▶ ENTRIES PROVIDED
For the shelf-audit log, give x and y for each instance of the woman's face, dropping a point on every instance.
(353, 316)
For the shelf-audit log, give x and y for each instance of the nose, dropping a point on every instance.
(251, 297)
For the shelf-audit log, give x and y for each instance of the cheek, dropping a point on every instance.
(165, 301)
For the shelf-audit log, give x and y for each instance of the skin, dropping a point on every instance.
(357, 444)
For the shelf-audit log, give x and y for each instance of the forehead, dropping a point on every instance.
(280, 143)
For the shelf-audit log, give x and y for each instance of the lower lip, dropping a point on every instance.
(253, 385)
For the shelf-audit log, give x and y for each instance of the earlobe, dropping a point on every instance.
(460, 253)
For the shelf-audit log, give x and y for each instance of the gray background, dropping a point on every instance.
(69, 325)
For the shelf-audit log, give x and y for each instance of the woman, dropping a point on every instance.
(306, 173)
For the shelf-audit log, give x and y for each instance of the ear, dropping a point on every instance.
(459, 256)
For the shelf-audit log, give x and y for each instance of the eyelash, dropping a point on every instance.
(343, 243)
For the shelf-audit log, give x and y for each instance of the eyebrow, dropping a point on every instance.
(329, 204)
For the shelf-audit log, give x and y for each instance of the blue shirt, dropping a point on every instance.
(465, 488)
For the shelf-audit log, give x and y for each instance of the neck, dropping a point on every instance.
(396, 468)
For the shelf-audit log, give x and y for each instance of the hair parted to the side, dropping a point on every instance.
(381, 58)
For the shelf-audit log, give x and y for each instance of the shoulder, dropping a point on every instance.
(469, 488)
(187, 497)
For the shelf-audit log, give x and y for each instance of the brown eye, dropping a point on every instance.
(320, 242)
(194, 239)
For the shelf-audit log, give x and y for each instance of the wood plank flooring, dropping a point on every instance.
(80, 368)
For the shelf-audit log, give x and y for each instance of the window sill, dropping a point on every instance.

▶ GOAL OF THE EXERCISE
Repeat all of the entries exactly.

▶ TASK ANSWER
For the shelf-audit log, give x and y for each instance of the woman's face, dropping a point on every instance.
(353, 316)
For the shelf-audit log, give x and y for each instance of the nose, dropping a point on every instance.
(251, 297)
For the shelf-audit log, give x and y for each instance of the cheek, dropping a point on every instance.
(165, 301)
For the shelf-audit log, give x and y for each instance of the skin, dropping a point on every instance.
(357, 444)
For the shelf-audit log, give x and y for each instance of the forehead, dropping a point on every instance.
(280, 143)
For the shelf-audit log, give x and y for each instance of the lower lip, dropping a point on every instance.
(253, 385)
For the shelf-audit log, give x and y for each instance of the earlobe, dropping a point on every instance.
(460, 253)
For the shelf-audit log, give x and y for each instance of the gray background, dropping a point on every instance.
(69, 325)
For the shelf-audit log, give x and y for each instance of the woman, dropping a point on every instance.
(306, 173)
For the shelf-audit log, give x and y for each instance of the ear, dropping a point on every instance.
(459, 256)
For the shelf-audit log, give x and y for each instance of the eyelash, dropping a point on every instance.
(343, 243)
For the shelf-audit log, give x and y for each instance of the eyebrow, dropping a point on every instance.
(329, 204)
For the shelf-audit log, give x and y for each instance of the blue shirt, dropping a point on every instance.
(465, 488)
For the shelf-audit log, give x and y for each instance of the neck, dropping a point on every instance.
(396, 468)
For the shelf-audit log, give x and y for each instance of the hair parted to the side, dropping a point on every instance.
(381, 58)
For the shelf-audit log, give x and y for each instance of the shoulder, dropping a point on every instance.
(469, 488)
(187, 497)
For the shelf-audit log, give x and y for each instance of the brown eye, dropping a point on every instance.
(320, 242)
(194, 239)
For the shelf-audit log, give x and y for each instance of the wood plank flooring, dropping a point on every instance.
(80, 368)
For the shelf-audit log, give x and y for each instance of the window sill, dropping a point on every instance.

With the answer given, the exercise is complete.